+++ DATOS PROPORCIONADOS

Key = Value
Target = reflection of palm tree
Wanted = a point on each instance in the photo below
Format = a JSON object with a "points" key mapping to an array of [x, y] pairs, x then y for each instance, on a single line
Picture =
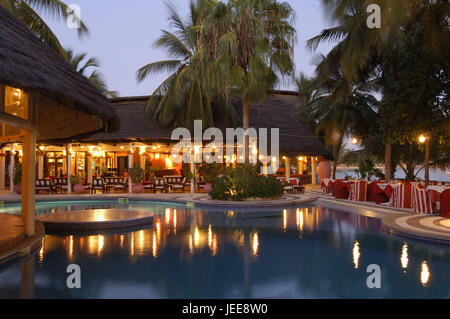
{"points": [[80, 64], [24, 10], [182, 97]]}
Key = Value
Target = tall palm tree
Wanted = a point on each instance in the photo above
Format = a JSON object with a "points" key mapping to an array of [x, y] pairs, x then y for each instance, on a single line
{"points": [[251, 43], [26, 11], [81, 64], [361, 50], [182, 97], [337, 108]]}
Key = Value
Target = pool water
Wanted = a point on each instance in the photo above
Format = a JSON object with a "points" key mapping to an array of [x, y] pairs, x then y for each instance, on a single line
{"points": [[298, 252]]}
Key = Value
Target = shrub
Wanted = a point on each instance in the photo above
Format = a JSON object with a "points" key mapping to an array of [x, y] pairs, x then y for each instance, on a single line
{"points": [[244, 181], [136, 174]]}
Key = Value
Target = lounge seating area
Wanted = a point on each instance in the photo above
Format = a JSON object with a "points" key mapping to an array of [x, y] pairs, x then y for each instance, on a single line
{"points": [[410, 195]]}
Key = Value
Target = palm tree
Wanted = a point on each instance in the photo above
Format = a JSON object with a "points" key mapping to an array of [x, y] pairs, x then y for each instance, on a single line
{"points": [[81, 63], [361, 50], [251, 43], [337, 108], [182, 97], [25, 10]]}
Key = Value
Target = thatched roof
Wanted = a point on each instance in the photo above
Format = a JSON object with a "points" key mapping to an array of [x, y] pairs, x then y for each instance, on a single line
{"points": [[29, 64], [277, 111]]}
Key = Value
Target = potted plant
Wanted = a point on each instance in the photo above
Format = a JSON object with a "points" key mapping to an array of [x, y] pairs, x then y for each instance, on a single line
{"points": [[18, 179], [209, 172], [77, 184], [137, 174]]}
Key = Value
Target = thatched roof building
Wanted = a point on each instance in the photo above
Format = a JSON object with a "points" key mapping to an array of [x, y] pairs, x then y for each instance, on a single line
{"points": [[27, 63], [277, 111]]}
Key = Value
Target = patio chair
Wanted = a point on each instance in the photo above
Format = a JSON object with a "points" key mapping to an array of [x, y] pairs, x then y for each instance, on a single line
{"points": [[297, 187], [44, 185], [160, 184], [179, 185], [120, 184], [98, 184]]}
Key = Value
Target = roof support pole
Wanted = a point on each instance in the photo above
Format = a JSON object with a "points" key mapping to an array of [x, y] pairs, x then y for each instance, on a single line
{"points": [[28, 181], [89, 167], [130, 166], [2, 170], [314, 170], [69, 167], [11, 168], [287, 163]]}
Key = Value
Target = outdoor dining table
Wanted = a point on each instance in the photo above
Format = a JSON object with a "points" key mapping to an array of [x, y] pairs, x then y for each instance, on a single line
{"points": [[441, 195]]}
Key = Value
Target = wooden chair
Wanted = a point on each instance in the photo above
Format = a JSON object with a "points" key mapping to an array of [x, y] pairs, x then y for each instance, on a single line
{"points": [[98, 184], [179, 184], [160, 184]]}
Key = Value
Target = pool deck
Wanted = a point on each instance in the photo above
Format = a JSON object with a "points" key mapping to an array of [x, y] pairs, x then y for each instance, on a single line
{"points": [[401, 222]]}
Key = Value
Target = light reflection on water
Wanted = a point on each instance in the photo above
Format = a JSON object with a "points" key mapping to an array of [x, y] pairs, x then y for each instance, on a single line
{"points": [[301, 252]]}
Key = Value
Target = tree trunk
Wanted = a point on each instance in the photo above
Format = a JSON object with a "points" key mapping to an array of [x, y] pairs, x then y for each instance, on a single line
{"points": [[245, 126], [427, 161], [337, 151], [388, 162]]}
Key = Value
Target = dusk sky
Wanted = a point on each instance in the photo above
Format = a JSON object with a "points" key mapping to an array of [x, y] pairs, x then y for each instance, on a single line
{"points": [[122, 37]]}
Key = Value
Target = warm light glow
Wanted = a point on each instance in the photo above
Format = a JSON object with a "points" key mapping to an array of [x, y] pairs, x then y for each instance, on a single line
{"points": [[300, 221], [424, 274], [255, 244], [422, 139], [167, 214], [404, 259], [356, 254]]}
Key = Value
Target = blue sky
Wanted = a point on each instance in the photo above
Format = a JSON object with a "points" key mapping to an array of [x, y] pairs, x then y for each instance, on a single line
{"points": [[121, 36]]}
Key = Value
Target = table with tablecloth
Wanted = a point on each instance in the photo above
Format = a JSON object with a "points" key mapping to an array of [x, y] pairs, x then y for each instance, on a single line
{"points": [[440, 196]]}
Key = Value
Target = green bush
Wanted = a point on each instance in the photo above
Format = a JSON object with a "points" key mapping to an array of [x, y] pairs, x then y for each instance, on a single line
{"points": [[244, 181], [137, 174]]}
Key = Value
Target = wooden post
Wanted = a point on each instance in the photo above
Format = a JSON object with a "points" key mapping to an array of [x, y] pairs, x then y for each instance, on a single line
{"points": [[427, 161], [40, 166], [287, 164], [300, 167], [313, 170], [130, 165], [28, 181], [2, 170], [89, 167], [11, 168], [69, 168]]}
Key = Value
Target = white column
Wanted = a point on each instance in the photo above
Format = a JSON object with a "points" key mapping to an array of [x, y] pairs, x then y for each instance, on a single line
{"points": [[11, 169], [130, 165], [28, 181], [40, 166], [314, 170], [143, 159], [287, 164], [69, 167], [89, 167], [300, 167], [2, 170]]}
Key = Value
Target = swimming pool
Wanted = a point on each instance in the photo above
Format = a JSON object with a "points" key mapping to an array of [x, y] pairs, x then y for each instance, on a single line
{"points": [[297, 252]]}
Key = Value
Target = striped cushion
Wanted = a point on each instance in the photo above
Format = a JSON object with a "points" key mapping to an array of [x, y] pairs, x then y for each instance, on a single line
{"points": [[422, 201]]}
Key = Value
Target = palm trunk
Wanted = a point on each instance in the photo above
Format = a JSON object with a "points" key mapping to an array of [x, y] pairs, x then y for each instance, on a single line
{"points": [[388, 162], [245, 125], [427, 161], [337, 151]]}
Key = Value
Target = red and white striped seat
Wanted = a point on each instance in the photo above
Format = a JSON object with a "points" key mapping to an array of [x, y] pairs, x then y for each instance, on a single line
{"points": [[402, 196], [358, 191], [422, 201]]}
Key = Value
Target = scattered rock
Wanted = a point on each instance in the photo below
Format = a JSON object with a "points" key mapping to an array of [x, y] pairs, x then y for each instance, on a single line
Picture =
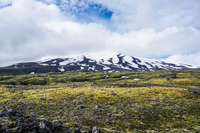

++++++

_EJERCICIO PROPUESTO:_ Recopila todas las líneas de las entradas anteriores que contengan la palabra "wooden" y cópialas completas. Distingue entre mayúsculas y minúsculas.

_RESPUESTA AL EJERCICIO:_
Target = wooden chair
Target = wooden post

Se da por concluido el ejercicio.